What the exercise asks: Below are the records; give again exactly the line with "positive clicks: (135, 130)", the line with "positive clicks: (133, 145)", and each line that lies between them, and nothing besides.

Stored data:
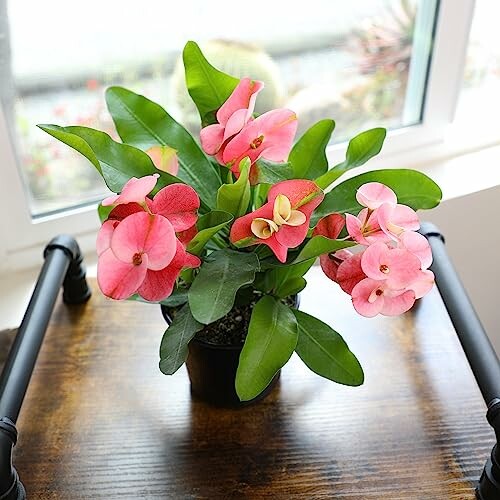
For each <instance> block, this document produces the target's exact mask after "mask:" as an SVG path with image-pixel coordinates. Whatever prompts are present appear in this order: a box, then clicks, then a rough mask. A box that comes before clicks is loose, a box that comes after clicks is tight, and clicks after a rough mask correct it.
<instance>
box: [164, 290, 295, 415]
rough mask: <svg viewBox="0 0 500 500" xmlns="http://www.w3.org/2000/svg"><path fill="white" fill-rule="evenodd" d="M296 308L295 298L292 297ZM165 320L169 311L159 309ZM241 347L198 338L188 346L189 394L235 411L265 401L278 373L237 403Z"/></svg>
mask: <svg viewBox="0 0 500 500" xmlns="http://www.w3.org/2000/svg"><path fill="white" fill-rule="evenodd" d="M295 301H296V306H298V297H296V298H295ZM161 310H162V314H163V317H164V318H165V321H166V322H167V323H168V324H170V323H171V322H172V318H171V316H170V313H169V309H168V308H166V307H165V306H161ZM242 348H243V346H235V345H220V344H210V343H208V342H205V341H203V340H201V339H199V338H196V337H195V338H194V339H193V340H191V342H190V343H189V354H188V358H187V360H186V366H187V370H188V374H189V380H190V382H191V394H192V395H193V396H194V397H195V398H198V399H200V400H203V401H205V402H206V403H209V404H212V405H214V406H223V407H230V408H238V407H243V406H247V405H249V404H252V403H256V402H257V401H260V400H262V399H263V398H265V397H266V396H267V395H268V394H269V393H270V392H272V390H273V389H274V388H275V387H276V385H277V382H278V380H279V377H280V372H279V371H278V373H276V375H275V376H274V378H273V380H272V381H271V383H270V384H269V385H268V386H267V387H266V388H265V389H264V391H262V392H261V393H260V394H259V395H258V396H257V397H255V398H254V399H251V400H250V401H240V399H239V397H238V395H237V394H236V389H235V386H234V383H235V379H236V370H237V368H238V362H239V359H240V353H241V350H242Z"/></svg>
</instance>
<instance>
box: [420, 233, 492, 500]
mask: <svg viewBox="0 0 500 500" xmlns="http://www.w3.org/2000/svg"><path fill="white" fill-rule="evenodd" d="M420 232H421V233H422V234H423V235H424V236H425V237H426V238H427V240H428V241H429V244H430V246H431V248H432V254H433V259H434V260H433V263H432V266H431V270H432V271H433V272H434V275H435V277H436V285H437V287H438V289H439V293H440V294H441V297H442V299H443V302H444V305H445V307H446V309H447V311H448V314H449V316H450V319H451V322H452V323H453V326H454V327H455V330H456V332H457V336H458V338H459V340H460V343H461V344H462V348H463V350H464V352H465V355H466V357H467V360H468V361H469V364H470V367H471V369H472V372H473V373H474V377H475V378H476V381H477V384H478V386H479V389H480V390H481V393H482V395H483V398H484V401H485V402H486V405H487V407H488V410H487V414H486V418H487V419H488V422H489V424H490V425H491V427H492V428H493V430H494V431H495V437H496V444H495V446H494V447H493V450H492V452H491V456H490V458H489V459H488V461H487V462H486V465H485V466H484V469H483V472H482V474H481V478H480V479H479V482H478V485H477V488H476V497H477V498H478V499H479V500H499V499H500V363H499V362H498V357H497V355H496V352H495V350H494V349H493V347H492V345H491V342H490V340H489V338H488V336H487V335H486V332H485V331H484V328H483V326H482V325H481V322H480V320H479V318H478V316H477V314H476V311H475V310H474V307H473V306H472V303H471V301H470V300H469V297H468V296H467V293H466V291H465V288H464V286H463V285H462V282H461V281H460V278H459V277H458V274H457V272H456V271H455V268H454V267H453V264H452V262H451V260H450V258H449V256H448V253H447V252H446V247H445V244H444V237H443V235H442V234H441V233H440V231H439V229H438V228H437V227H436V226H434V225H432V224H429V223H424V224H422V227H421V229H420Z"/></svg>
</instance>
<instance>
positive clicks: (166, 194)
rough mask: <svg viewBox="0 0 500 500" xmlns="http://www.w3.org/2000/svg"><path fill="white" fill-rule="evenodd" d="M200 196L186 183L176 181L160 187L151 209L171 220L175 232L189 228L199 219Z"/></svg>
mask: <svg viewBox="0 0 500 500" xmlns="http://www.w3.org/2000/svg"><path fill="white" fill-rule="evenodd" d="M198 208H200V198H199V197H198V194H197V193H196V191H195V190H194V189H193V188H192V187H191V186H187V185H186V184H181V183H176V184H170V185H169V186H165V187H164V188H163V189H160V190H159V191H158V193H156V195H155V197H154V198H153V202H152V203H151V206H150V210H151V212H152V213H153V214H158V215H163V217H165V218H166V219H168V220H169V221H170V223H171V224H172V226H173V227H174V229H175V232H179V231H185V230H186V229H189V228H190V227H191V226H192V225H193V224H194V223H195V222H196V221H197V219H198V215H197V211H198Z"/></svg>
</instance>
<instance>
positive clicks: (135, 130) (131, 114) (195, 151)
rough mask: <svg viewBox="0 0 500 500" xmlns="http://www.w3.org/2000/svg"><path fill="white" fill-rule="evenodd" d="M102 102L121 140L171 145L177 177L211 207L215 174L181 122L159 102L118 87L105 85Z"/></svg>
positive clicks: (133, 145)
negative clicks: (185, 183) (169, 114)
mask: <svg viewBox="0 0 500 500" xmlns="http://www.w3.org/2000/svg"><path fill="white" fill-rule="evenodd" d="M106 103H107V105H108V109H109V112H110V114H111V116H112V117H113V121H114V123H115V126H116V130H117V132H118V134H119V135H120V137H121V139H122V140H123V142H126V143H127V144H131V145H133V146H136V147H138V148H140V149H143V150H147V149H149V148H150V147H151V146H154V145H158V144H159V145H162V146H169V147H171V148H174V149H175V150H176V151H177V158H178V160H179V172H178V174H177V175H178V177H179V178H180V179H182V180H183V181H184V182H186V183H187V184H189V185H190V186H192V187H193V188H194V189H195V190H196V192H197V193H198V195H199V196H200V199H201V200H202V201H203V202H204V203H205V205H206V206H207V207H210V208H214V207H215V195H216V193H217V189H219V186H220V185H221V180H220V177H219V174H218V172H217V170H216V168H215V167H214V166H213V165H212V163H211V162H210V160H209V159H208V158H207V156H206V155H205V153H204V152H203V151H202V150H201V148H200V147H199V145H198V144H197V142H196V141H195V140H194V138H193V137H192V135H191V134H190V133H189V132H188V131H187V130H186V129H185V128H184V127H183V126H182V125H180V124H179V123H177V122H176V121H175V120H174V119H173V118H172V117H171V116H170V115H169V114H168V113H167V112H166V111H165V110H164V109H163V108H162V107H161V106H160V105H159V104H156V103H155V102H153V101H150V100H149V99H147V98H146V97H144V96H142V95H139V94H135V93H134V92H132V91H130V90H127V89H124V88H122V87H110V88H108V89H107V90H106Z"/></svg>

Exercise output:
positive clicks: (135, 130) (131, 114) (195, 151)
rough mask: <svg viewBox="0 0 500 500" xmlns="http://www.w3.org/2000/svg"><path fill="white" fill-rule="evenodd" d="M102 102L121 140L171 145L177 177L211 207L215 174L181 122L159 102L118 87L105 85Z"/></svg>
positive clicks: (133, 145)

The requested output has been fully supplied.